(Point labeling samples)
--

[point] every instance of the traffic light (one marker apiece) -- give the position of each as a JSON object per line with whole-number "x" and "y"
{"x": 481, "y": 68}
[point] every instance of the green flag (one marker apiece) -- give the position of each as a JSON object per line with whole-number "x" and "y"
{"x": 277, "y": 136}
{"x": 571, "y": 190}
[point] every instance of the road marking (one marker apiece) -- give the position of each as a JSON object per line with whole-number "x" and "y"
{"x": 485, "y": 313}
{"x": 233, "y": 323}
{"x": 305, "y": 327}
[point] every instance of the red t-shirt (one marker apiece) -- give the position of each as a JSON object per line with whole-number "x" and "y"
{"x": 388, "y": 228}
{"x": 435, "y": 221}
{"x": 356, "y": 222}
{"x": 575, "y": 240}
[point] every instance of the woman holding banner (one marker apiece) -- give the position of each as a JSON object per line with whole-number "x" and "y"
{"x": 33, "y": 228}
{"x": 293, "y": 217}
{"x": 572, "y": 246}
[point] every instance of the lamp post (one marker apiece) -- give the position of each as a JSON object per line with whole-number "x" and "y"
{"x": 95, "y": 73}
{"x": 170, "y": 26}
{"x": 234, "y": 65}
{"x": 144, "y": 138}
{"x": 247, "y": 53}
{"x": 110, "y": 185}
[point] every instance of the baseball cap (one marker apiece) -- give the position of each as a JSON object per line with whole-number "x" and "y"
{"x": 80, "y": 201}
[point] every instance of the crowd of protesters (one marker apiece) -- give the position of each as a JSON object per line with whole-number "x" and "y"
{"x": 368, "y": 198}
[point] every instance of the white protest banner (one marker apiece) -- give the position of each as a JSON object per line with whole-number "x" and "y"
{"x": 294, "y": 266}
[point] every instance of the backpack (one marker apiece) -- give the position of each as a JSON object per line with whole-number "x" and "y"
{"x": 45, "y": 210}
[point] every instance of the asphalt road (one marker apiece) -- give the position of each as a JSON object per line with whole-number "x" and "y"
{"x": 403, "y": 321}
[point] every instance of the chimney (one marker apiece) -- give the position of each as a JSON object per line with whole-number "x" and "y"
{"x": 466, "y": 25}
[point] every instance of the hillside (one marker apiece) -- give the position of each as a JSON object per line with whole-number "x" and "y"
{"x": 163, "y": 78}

--

• Your objective
Number the lines above into a list, skipping any blank lines. Start at the line containing "[point] every instance of the asphalt" and go up to and including the last line of the rows.

• Solved exercise
1. [point] every instance of the asphalt road (one marker apiece) -- give the position of each as a JSON object per line with whole-number "x" and "y"
2. {"x": 403, "y": 321}
3. [point] every instance of the chimney (one marker apiece) -- give the position of each as a JSON object per line with whole-number "x" and "y"
4. {"x": 466, "y": 25}
5. [point] every instance of the hillside (one marker apiece) -- give the position of each as a JSON object per line with whole-number "x" and "y"
6. {"x": 163, "y": 78}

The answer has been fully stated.